門前町の栄枯盛衰 – 坂本

比叡山の東の麓、山と湖の間に坂本の町はある。延暦寺の門前町として賑わい、最盛期の室町時代は人口1万人以上の大都市であった。

下山して最初の町並み、つまり町の最も山側には、立派な石垣を持った家々が並ぶ。これは元々は比叡山での修行を終えて山を降りた僧侶が住んだ里坊だった。

石垣の町並みを過ぎると、古い造りの商家や土塀のある民家の続く町並みとなる。

全国の寺社領から年貢を集め、僧兵を有して武装し、他の寺社とは勢力を争いを繰り広げ、朝廷に対しては強訴しと、やりたい放題に暴れまくった延暦寺も、敵対した織田信長の比叡山焼き討ちによって消滅することとなる。

解くべき課題 :: 坂本についての文章のうち、「門前町の栄枯盛衰 – 坂本」から「によって消滅することとなる。」までをすべて、一字も変えずに書き写してください。 坂本についての文章だけを手がかりにする。

(セグメンテーション用データセット一覧)
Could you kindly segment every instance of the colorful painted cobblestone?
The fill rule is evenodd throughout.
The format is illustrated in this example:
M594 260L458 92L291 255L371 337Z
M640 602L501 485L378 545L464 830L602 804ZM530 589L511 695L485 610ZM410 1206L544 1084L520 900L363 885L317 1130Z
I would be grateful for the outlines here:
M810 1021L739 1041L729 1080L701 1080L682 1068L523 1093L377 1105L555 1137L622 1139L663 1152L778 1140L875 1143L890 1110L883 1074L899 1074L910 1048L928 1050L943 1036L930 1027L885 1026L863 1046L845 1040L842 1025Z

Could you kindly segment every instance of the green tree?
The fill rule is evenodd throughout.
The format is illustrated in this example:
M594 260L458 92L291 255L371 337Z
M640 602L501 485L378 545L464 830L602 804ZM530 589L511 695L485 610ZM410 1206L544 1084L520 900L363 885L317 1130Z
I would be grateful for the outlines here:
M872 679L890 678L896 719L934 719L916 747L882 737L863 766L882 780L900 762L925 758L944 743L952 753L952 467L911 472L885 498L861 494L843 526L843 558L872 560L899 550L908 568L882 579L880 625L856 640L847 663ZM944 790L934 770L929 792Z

課題への解答 ::
門前町の栄枯盛衰 – 坂本

比叡山の東の麓、山と湖の間に坂本の町はある。延暦寺の門前町として賑わい、最盛期の室町時代は人口1万人以上の大都市であった。

下山して最初の町並み、つまり町の最も山側には、立派な石垣を持った家々が並ぶ。これは元々は比叡山での修行を終えて山を降りた僧侶が住んだ里坊だった。

石垣の町並みを過ぎると、古い造りの商家や土塀のある民家の続く町並みとなる。

全国の寺社領から年貢を集め、僧兵を有して武装し、他の寺社とは勢力を争いを繰り広げ、朝廷に対しては強訴しと、やりたい放題に暴れまくった延暦寺も、敵対した織田信長の比叡山焼き討ちによって消滅することとなる。